▶ _TASK_:
Copy the records below, changing every "field tally" to "site count" and leaving everything else unchanged.

— start of DATASET RECORDS —

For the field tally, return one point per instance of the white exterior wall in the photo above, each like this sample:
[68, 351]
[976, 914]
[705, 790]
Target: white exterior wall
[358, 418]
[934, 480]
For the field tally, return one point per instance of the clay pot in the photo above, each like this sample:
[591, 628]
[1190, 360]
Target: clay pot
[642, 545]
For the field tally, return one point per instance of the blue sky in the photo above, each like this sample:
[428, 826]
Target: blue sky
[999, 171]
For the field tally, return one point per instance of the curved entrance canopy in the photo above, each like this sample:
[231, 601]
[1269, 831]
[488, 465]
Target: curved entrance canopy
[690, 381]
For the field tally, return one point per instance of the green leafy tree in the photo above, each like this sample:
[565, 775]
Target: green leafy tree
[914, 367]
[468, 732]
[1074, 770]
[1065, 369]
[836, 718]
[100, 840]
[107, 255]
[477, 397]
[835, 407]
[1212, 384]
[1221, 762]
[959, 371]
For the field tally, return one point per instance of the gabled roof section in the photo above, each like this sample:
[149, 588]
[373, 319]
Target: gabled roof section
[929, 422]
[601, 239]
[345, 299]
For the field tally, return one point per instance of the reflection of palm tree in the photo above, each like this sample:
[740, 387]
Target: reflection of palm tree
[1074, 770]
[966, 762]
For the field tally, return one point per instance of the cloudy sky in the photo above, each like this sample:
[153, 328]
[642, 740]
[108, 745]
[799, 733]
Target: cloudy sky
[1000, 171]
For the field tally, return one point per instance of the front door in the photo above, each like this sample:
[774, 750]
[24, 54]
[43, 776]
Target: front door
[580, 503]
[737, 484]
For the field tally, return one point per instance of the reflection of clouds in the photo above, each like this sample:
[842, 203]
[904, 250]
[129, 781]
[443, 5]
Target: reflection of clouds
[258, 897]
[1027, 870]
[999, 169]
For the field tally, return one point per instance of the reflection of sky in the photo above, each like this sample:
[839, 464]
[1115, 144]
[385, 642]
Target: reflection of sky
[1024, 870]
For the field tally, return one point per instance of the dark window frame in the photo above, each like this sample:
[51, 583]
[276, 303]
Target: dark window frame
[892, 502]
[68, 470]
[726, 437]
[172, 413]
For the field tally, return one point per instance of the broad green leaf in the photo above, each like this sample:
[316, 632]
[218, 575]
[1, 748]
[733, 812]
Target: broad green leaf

— end of DATASET RECORDS —

▶ _TASK RESULT_:
For the site count, return one point per instance of the white exterior wall in the photo above, each like this sample:
[68, 351]
[976, 914]
[705, 790]
Target: white exterior wall
[358, 418]
[934, 480]
For the site count, return one point per instance of the clay pot in the photo above, each like this sample:
[591, 628]
[1190, 360]
Target: clay pot
[642, 545]
For the site count, return one point per instance of the blue sky in the photo above, each like this sample:
[428, 826]
Target: blue sky
[999, 171]
For the site count, return one point per instance of the curved entrance canopy in the photo above, each like this sample:
[231, 601]
[1269, 831]
[488, 465]
Target: curved entrance canopy
[690, 381]
For the site count, return one point per instance of the green leafy tree in the photo above, each like this sample:
[565, 775]
Target: green leafy tree
[914, 367]
[468, 732]
[1074, 770]
[1065, 369]
[836, 718]
[100, 840]
[107, 255]
[477, 397]
[835, 407]
[1212, 384]
[1221, 762]
[959, 371]
For the site count, return one point per instance of the gabled roof section in the photo above, each like this sample:
[149, 588]
[373, 319]
Target: gabled roof section
[929, 422]
[601, 239]
[345, 299]
For the site count, return one point per instance of the reflection of palm tree in the photo above, each like this sample:
[740, 387]
Target: reflection of palm tree
[1074, 770]
[966, 762]
For the site count, return one point per instance of the cloudy sky in the photo above, each like this sample:
[153, 328]
[642, 740]
[108, 745]
[799, 733]
Target: cloudy sky
[1000, 171]
For the site count, return one point per instance of the front door in the photo above, each like this sample:
[774, 750]
[24, 54]
[43, 776]
Target: front door
[580, 503]
[737, 484]
For the site count, return one point per instance of the reflection of clouds in the photo above, each like this sample:
[842, 203]
[904, 250]
[129, 781]
[443, 5]
Target: reflection of clouds
[258, 897]
[1027, 870]
[999, 169]
For the site count, return one point per instance of the reflection of sky in the photo above, each like this sample:
[839, 464]
[1115, 144]
[385, 642]
Target: reflection of sky
[1024, 870]
For the site count, return one point per instance of the dark window frame in the photo above, each like this sample:
[51, 583]
[276, 303]
Target: dark window frame
[892, 502]
[68, 470]
[726, 437]
[172, 413]
For the site count, return one point per instance of the broad green leaf in the photo above, each like this sample:
[316, 632]
[218, 575]
[1, 748]
[733, 812]
Target: broad green leaf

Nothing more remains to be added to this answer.